### WHAT IS BEING ASKED
Write out the entries below once more, exactly, with the pictures left out.

### INPUT DATA

*-*-*

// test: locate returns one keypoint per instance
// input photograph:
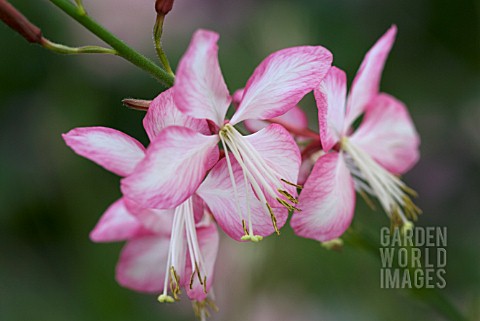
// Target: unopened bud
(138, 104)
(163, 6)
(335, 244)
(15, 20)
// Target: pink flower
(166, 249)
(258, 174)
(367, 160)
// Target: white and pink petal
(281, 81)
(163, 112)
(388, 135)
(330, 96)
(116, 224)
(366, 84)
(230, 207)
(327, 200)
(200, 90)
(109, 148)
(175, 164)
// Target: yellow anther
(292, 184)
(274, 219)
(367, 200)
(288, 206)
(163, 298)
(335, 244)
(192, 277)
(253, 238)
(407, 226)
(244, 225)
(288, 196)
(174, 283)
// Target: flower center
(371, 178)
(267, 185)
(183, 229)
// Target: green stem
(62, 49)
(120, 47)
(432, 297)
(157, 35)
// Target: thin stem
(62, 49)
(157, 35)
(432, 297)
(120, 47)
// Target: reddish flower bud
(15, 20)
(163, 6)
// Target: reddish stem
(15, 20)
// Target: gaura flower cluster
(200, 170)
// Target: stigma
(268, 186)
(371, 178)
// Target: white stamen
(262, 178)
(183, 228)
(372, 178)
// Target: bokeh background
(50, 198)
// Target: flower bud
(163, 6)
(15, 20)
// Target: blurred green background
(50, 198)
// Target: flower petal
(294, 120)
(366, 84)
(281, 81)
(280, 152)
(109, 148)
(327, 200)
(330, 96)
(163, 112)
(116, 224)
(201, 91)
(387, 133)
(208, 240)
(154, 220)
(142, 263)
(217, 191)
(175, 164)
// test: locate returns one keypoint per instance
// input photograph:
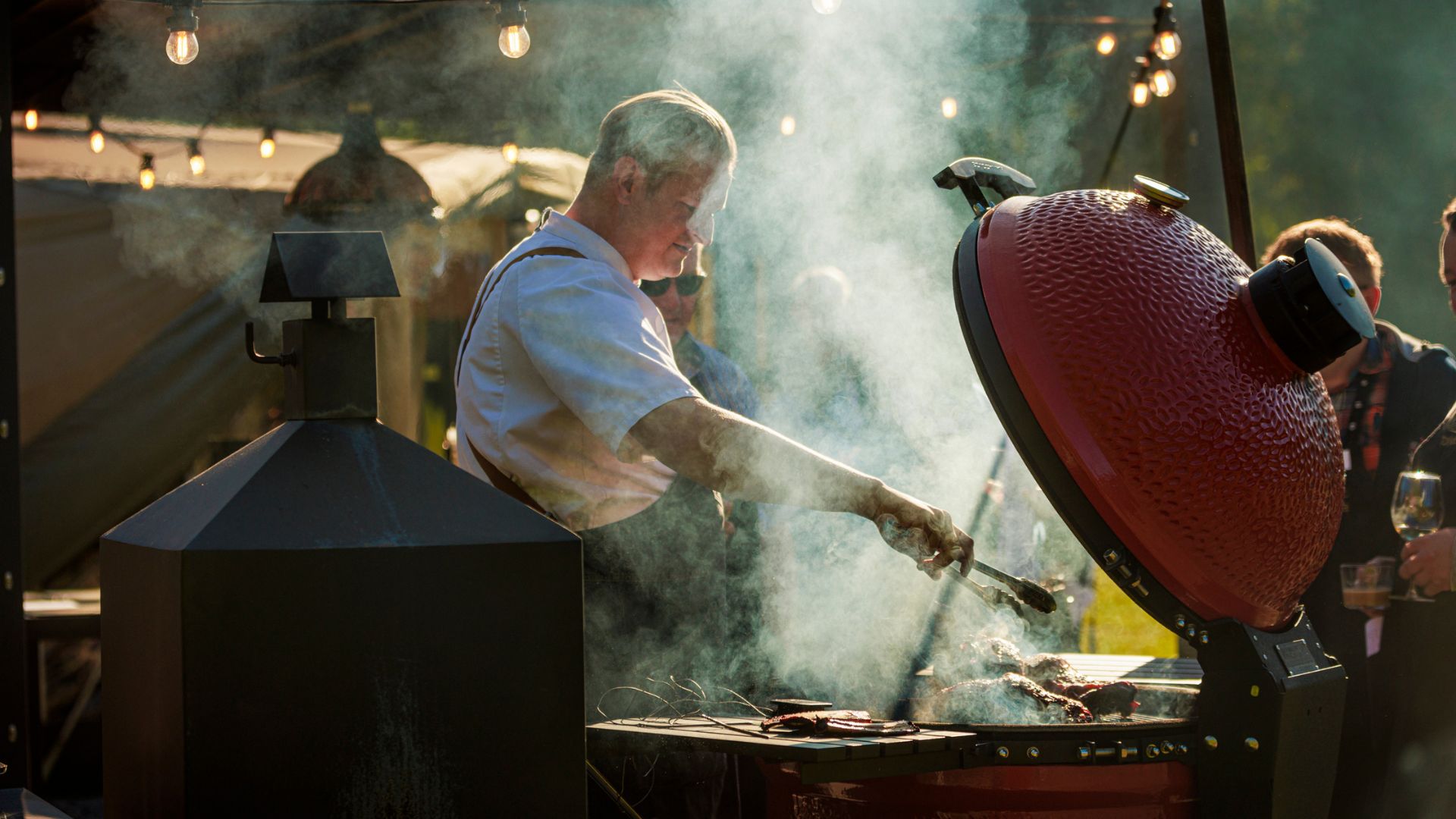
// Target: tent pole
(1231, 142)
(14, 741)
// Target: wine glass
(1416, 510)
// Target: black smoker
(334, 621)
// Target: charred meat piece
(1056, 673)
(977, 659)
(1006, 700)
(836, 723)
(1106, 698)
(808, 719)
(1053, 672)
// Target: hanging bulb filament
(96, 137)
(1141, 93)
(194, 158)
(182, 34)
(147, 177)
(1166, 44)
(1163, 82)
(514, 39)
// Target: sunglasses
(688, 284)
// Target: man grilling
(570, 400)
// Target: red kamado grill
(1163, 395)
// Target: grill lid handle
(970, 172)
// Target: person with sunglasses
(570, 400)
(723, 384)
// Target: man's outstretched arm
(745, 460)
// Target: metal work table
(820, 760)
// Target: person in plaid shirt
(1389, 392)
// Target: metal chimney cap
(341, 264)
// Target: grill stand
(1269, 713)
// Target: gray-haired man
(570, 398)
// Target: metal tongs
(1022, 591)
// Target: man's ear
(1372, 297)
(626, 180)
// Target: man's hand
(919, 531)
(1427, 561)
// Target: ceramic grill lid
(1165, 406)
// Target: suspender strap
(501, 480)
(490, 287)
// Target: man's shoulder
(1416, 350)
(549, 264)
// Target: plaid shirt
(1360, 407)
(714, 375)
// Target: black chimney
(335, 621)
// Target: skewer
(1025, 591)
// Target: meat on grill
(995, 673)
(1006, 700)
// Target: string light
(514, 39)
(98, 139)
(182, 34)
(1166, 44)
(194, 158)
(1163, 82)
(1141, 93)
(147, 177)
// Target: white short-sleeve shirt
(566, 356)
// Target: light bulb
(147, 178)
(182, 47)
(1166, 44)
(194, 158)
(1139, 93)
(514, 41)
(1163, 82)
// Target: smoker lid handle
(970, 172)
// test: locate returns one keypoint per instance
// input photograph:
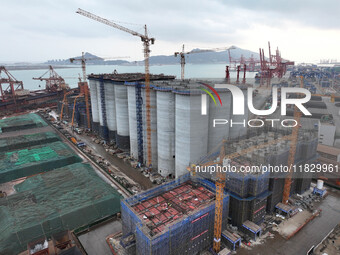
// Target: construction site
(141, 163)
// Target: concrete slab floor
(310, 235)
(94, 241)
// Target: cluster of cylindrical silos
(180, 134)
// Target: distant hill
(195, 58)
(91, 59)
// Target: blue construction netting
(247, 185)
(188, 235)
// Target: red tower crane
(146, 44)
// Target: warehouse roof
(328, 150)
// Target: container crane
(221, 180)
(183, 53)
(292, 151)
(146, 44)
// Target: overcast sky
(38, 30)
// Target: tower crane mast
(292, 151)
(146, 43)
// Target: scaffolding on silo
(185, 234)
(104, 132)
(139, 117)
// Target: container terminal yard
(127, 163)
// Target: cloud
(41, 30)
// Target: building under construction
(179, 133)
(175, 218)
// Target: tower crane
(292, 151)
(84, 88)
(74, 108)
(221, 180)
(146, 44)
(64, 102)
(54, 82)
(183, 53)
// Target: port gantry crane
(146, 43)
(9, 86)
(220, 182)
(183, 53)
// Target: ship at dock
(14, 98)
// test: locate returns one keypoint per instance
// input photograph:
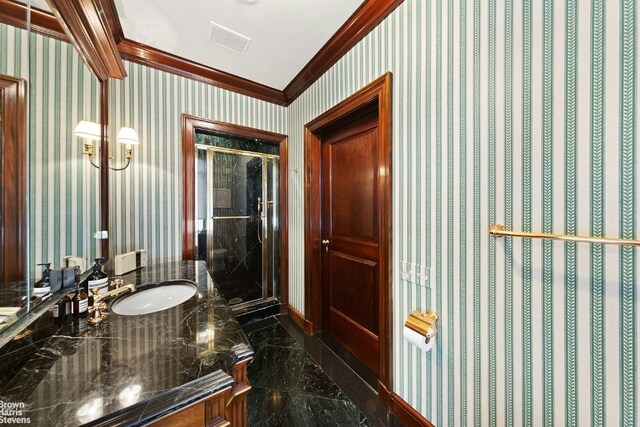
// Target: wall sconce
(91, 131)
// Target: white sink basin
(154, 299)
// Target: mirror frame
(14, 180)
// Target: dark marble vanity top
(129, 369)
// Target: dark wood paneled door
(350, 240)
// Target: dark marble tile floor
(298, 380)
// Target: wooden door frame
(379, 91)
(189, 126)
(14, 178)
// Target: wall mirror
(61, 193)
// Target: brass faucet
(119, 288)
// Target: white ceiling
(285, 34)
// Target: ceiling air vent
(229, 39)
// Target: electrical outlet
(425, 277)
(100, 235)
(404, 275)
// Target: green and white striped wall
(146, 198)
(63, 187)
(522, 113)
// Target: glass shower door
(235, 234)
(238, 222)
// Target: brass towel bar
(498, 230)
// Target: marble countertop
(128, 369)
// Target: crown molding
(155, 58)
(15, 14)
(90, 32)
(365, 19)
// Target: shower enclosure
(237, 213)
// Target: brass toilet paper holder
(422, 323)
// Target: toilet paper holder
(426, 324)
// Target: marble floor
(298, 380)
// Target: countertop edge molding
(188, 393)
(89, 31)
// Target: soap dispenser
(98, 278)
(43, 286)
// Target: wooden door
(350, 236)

*-*-*

### ANSWER TO THE PROBLEM
// test: locate returns one keypoint per instance
// input photograph:
// Target: unopened bud
(138, 104)
(163, 6)
(335, 244)
(15, 20)
// Target: pink flower
(166, 249)
(258, 174)
(367, 160)
// Target: white and pink petal
(281, 81)
(163, 112)
(388, 135)
(330, 96)
(116, 224)
(366, 84)
(230, 207)
(327, 200)
(200, 90)
(109, 148)
(175, 164)
// Target: yellow anther
(292, 184)
(274, 219)
(367, 200)
(288, 206)
(163, 298)
(335, 244)
(192, 277)
(253, 238)
(407, 226)
(244, 225)
(288, 196)
(174, 283)
// Target: flower center
(371, 178)
(267, 185)
(183, 229)
// Target: green stem
(62, 49)
(120, 47)
(432, 297)
(157, 35)
// Target: thin stem
(62, 49)
(157, 35)
(432, 297)
(120, 47)
// Target: reddish flower bud
(15, 20)
(163, 6)
// Target: reddish stem
(15, 20)
// Target: gaura flower cluster
(200, 170)
// Target: stigma
(268, 186)
(371, 178)
// Target: white stamen
(262, 178)
(183, 228)
(372, 178)
// Target: bokeh background
(50, 198)
// Target: flower bud
(163, 6)
(15, 20)
// Target: blurred green background
(50, 198)
// Target: flower petal
(294, 120)
(366, 84)
(281, 81)
(280, 152)
(109, 148)
(327, 200)
(330, 96)
(163, 112)
(116, 224)
(201, 91)
(387, 133)
(208, 240)
(154, 220)
(142, 263)
(217, 191)
(175, 164)
// test: locate returns one keypoint per instance
// input photograph:
// Target: tent pole
(1231, 142)
(14, 741)
// Target: wine glass
(1416, 510)
// Target: black smoker
(334, 621)
// Target: charred meat piece
(1056, 673)
(977, 659)
(1006, 700)
(836, 723)
(1106, 698)
(808, 719)
(1053, 672)
// Target: hanging bulb filament
(96, 137)
(1141, 93)
(194, 158)
(182, 34)
(147, 177)
(1166, 44)
(1163, 82)
(514, 39)
// Target: sunglasses
(688, 284)
// Target: man grilling
(570, 400)
// Target: red kamado grill
(1163, 395)
// Target: grill lid handle
(970, 172)
// Target: person with sunglasses
(570, 400)
(723, 384)
// Target: man's outstretched arm
(745, 460)
// Target: metal work table
(820, 760)
// Target: person in plaid shirt
(1389, 392)
// Target: metal chimney cap
(341, 264)
// Target: grill stand
(1269, 713)
// Target: gray-haired man
(570, 398)
// Target: metal tongs
(1022, 591)
// Target: man's ear
(1372, 297)
(626, 180)
// Target: man's hand
(919, 531)
(1427, 561)
// Target: ceramic grill lid
(1165, 406)
// Target: suspender strap
(501, 480)
(490, 287)
// Target: man's shoulder
(1416, 350)
(549, 264)
// Target: plaid shirt
(1360, 407)
(714, 375)
// Target: black chimney
(335, 621)
// Target: skewer
(1025, 591)
// Target: meat on grill
(995, 673)
(1006, 700)
// Target: string light
(514, 39)
(98, 139)
(182, 34)
(1166, 44)
(194, 158)
(1163, 82)
(1141, 93)
(147, 177)
// Target: white short-sleeve shirt
(566, 356)
// Target: light bulb
(147, 178)
(182, 47)
(1166, 44)
(194, 158)
(1139, 93)
(514, 41)
(1163, 82)
// Target: smoker lid handle
(970, 172)
// test: locate returns one keypoint per instance
// input photograph:
// Target: construction site
(141, 163)
// Target: concrete slab floor
(310, 235)
(94, 241)
// Target: cluster of cylindrical silos
(180, 134)
// Target: distant hill
(195, 58)
(91, 59)
// Target: blue construction netting
(247, 185)
(188, 235)
// Target: red tower crane
(146, 44)
// Target: warehouse roof
(328, 150)
// Target: container crane
(221, 180)
(183, 53)
(292, 151)
(146, 44)
// Target: overcast sky
(38, 30)
// Target: tower crane mast
(292, 151)
(146, 43)
// Target: scaffolding on silo
(185, 234)
(104, 132)
(139, 117)
// Target: container terminal yard
(127, 163)
// Target: cloud
(41, 30)
// Target: building under construction
(179, 133)
(175, 218)
// Target: tower crane
(292, 151)
(84, 88)
(74, 108)
(221, 180)
(146, 44)
(64, 102)
(54, 82)
(183, 53)
// Target: port gantry crane
(146, 43)
(9, 86)
(220, 182)
(183, 53)
// Target: ship at dock
(14, 98)
// test: locate returns one keypoint per instance
// input photograph:
// Target: wall sconce
(91, 131)
// Target: white sink basin
(154, 299)
// Target: mirror frame
(14, 180)
// Target: dark marble vanity top
(129, 369)
// Target: dark wood paneled door
(350, 240)
// Target: dark marble tile floor
(298, 380)
// Target: wooden door frame
(379, 91)
(189, 126)
(14, 178)
// Target: wall mirror
(61, 193)
// Target: brass faucet
(119, 288)
// Target: white ceiling
(285, 34)
// Target: ceiling air vent
(229, 39)
// Target: electrical outlet
(425, 277)
(100, 235)
(404, 275)
// Target: green and white striped wall
(146, 198)
(63, 187)
(522, 113)
// Target: glass shower door
(235, 234)
(238, 222)
// Target: brass towel bar
(498, 230)
// Target: marble countertop
(128, 369)
// Target: crown molding
(155, 58)
(15, 14)
(90, 32)
(365, 19)
// Target: shower enclosure
(237, 213)
// Target: brass toilet paper holder
(422, 323)
// Target: toilet paper holder
(426, 324)
// Target: marble floor
(298, 380)
// Target: countertop edge molding
(188, 393)
(89, 31)
// Target: soap dispenser
(98, 278)
(43, 286)
// Target: wooden door
(350, 236)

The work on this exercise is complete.